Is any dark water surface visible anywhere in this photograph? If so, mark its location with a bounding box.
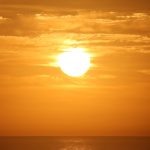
[0,137,150,150]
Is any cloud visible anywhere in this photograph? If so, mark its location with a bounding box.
[0,0,149,11]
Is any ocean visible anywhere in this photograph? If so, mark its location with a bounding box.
[0,137,150,150]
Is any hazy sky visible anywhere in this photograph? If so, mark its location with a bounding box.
[0,0,150,136]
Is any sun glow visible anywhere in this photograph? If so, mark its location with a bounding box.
[58,48,90,77]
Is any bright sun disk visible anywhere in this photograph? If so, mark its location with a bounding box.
[58,48,90,77]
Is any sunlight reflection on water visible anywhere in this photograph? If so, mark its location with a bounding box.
[60,139,92,150]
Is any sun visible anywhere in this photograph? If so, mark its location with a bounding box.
[58,48,90,77]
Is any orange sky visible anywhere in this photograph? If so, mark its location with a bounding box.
[0,0,150,136]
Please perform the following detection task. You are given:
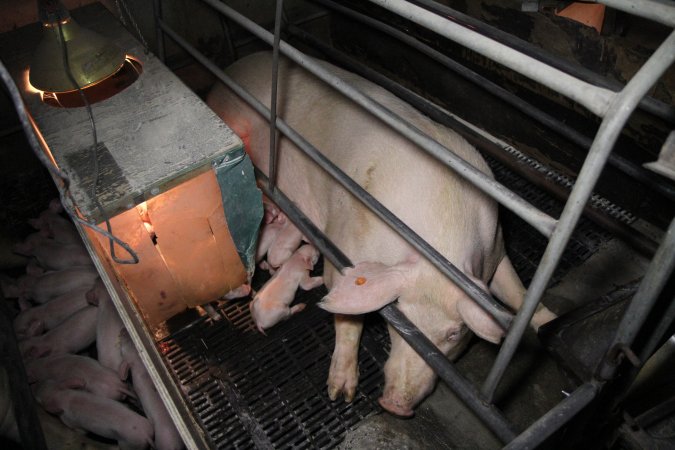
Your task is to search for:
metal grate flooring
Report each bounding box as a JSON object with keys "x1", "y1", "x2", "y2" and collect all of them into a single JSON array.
[
  {"x1": 162, "y1": 154, "x2": 628, "y2": 449},
  {"x1": 164, "y1": 288, "x2": 389, "y2": 449}
]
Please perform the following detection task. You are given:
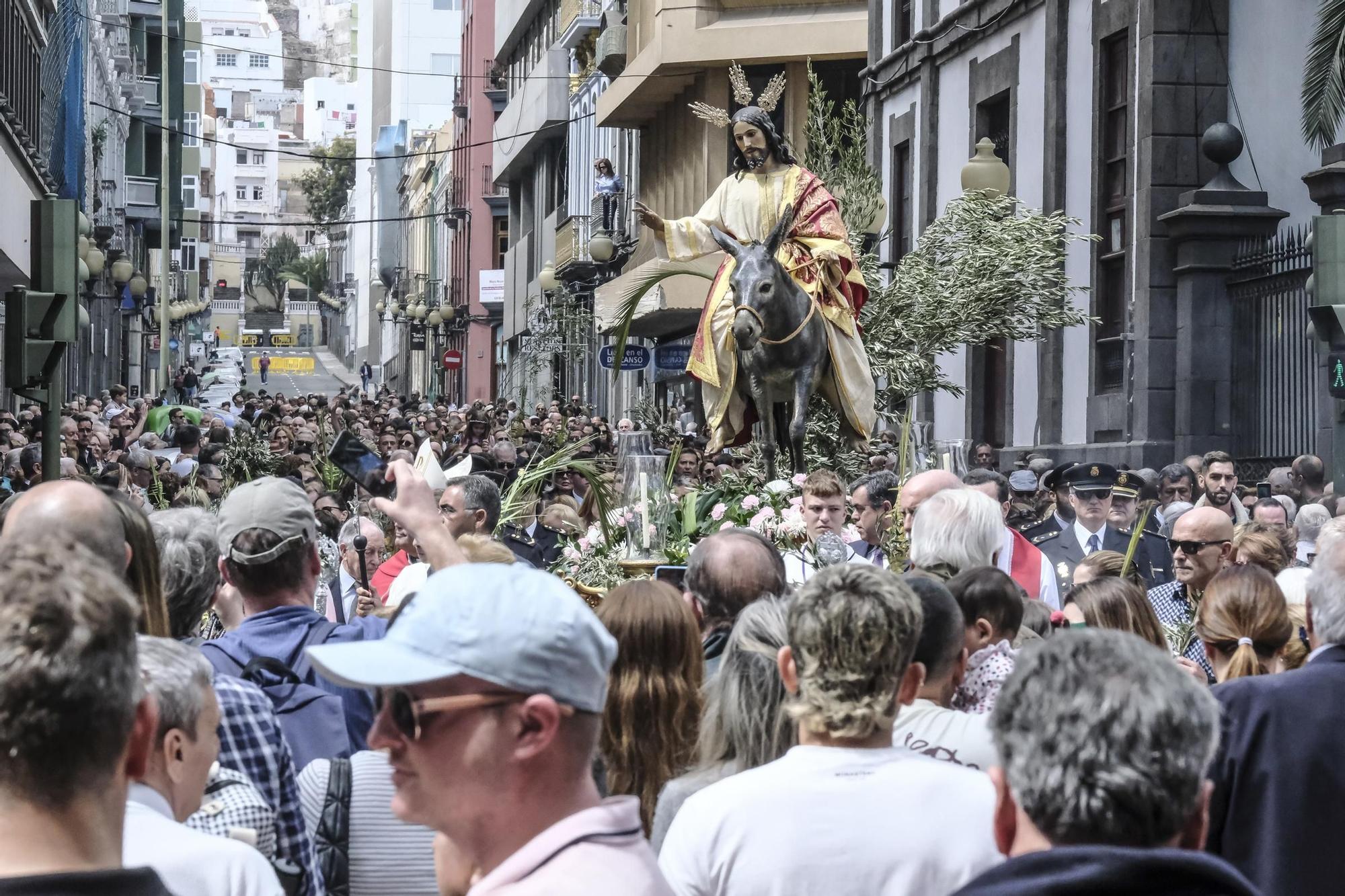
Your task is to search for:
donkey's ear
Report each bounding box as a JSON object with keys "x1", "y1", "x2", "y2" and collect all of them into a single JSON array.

= = =

### Job
Format every line of the entries above as a Markdown table with the columns Row, for the line number, and Text, for the line itself, skipping blank lines. Omit the pictures from the table.

### Completed task
| Row | Text |
|---|---|
| 1 | Is any dark water surface visible anywhere in this photograph? If so, mark its location with a bounding box. |
| 2 | [0,137,150,150] |
| 3 | Is any cloud visible anywhere in this photograph? If so, mark its location with a bounding box. |
| 4 | [0,0,149,11] |
| 5 | Is any ocean visible anywhere in this photograph? If so, mark its location with a bounding box. |
| 6 | [0,137,150,150] |
| 7 | Is any hazy sky visible anywhere in this photograph? If so, mark its location with a bounding box. |
| 8 | [0,0,150,136] |
| 9 | Is any sun glow visible anywhere in this photograph? If so, mark its location with a bounding box. |
| 10 | [58,48,90,77] |
| 11 | Is any bright sun disk visible anywhere in this photograph? If so, mark its location with a bounding box. |
| 12 | [58,48,90,77] |
| 13 | Is any sunlight reflection on water visible anywhere in this photograph? If so, mark its location with a bounding box. |
| 14 | [60,139,92,150] |
| 15 | Is any sun visible anywhere in this photograph? If so, mark its location with a bounding box. |
| 16 | [58,48,90,77] |
| 17 | Is any orange sky visible anywhere in this photograph? If so, mark its location with a bounding box. |
| 18 | [0,0,150,136] |
| 19 | Please perform the following detection task. You are given: |
| 20 | Your task is to search for: |
| 21 | metal grate flooring |
| 22 | Report each bounding box as a JSON object with keys "x1", "y1", "x2", "y2" and collect all of them into a single JSON array. |
| 23 | [ |
| 24 |   {"x1": 162, "y1": 154, "x2": 628, "y2": 449}, |
| 25 |   {"x1": 164, "y1": 288, "x2": 389, "y2": 449} |
| 26 | ] |
| 27 | Please perform the following detection task. You are given: |
| 28 | Your task is to search for: |
| 29 | donkey's ear |
| 30 | Report each bounding box as a JSON object with keys "x1", "y1", "x2", "y2" and collect all of them into a single JSON array. |